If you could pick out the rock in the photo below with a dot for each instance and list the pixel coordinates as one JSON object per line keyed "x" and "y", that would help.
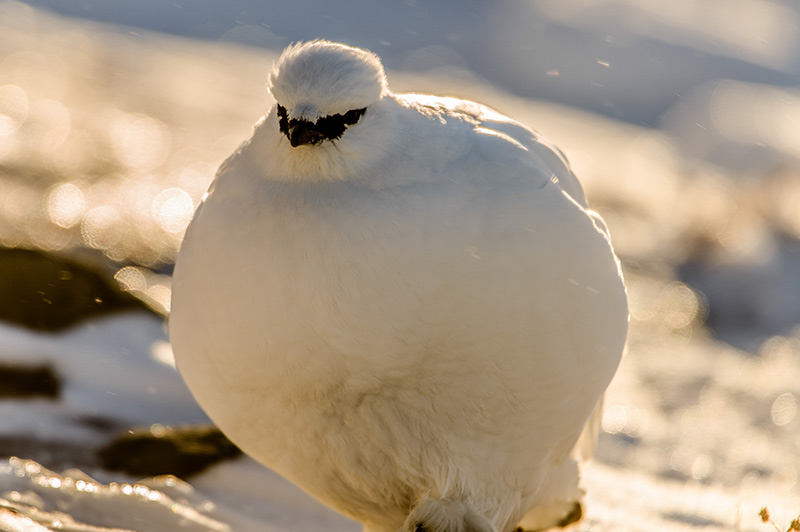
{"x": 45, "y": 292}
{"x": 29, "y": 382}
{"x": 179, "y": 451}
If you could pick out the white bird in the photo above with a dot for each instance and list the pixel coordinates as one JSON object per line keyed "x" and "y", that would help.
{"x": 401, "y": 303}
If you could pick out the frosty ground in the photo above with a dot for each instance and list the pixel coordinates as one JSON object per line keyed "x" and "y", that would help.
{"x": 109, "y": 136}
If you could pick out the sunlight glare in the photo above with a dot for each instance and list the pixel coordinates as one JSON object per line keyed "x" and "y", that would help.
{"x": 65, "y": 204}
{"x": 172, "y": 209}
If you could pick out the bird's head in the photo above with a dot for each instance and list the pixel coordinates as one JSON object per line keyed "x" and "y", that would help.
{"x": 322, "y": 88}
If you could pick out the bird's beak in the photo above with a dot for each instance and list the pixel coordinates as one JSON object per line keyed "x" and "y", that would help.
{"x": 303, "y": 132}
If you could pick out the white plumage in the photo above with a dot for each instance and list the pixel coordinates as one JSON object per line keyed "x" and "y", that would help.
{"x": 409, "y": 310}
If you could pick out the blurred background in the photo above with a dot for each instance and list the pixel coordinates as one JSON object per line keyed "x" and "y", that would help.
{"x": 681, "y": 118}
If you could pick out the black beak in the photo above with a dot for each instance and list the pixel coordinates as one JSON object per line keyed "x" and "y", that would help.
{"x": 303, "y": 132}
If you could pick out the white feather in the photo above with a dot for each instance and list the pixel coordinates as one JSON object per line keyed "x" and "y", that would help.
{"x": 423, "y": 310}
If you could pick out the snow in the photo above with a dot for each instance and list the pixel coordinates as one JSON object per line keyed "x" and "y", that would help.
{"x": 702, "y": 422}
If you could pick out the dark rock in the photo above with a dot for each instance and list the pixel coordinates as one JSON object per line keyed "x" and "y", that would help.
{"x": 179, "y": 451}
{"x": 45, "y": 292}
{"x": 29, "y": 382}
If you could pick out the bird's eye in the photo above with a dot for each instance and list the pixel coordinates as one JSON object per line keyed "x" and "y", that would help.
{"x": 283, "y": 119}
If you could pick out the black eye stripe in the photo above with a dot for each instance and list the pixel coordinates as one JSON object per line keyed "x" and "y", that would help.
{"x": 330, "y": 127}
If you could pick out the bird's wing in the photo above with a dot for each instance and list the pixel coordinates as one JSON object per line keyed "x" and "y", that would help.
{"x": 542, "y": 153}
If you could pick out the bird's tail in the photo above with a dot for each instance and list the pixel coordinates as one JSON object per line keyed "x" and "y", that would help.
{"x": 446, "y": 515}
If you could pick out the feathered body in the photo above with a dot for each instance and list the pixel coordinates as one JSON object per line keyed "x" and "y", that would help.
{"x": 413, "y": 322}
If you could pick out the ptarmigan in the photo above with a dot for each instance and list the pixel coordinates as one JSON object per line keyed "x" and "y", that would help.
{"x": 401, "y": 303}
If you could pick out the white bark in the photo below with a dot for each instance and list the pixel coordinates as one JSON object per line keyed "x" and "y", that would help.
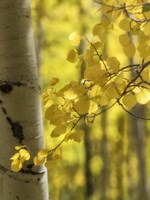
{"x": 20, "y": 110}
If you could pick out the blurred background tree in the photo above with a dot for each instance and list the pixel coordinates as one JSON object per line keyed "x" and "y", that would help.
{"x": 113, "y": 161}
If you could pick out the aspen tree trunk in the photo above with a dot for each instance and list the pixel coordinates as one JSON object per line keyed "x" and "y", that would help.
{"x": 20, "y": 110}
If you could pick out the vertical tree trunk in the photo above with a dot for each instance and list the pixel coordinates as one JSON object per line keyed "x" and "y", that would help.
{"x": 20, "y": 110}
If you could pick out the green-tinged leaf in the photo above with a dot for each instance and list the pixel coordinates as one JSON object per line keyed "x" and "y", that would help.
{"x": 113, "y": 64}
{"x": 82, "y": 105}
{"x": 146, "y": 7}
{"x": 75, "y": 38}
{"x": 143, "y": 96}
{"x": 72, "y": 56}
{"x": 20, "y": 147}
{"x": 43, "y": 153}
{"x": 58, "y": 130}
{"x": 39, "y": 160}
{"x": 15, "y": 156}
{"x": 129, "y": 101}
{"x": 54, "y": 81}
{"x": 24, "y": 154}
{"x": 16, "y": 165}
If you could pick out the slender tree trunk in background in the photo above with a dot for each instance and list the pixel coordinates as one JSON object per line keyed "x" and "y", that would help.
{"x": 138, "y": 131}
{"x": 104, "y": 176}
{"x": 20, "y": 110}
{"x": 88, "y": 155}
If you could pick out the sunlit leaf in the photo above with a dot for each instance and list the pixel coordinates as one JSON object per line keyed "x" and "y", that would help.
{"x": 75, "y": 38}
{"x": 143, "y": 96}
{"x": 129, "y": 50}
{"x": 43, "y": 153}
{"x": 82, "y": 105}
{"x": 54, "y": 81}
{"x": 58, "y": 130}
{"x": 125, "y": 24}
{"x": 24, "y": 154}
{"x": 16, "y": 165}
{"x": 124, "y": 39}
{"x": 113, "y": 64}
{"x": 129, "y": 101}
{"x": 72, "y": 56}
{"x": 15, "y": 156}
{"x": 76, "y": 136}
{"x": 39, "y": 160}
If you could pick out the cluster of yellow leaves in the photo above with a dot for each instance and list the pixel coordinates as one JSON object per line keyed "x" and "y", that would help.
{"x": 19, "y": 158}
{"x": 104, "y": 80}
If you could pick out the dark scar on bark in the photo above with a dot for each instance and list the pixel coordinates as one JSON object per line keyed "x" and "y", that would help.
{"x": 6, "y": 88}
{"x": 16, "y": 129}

═══

「If you could pick out the dark scar」を含む行から始まり、エントリの末尾で終わる範囲を、一字一句変えずに出力してください。

● **この課題の解答**:
If you could pick out the dark scar on bark in the photo above with a dot for each instance and list the pixel coordinates as one JSON object per line keyed "x" and "y", that would help.
{"x": 6, "y": 88}
{"x": 16, "y": 129}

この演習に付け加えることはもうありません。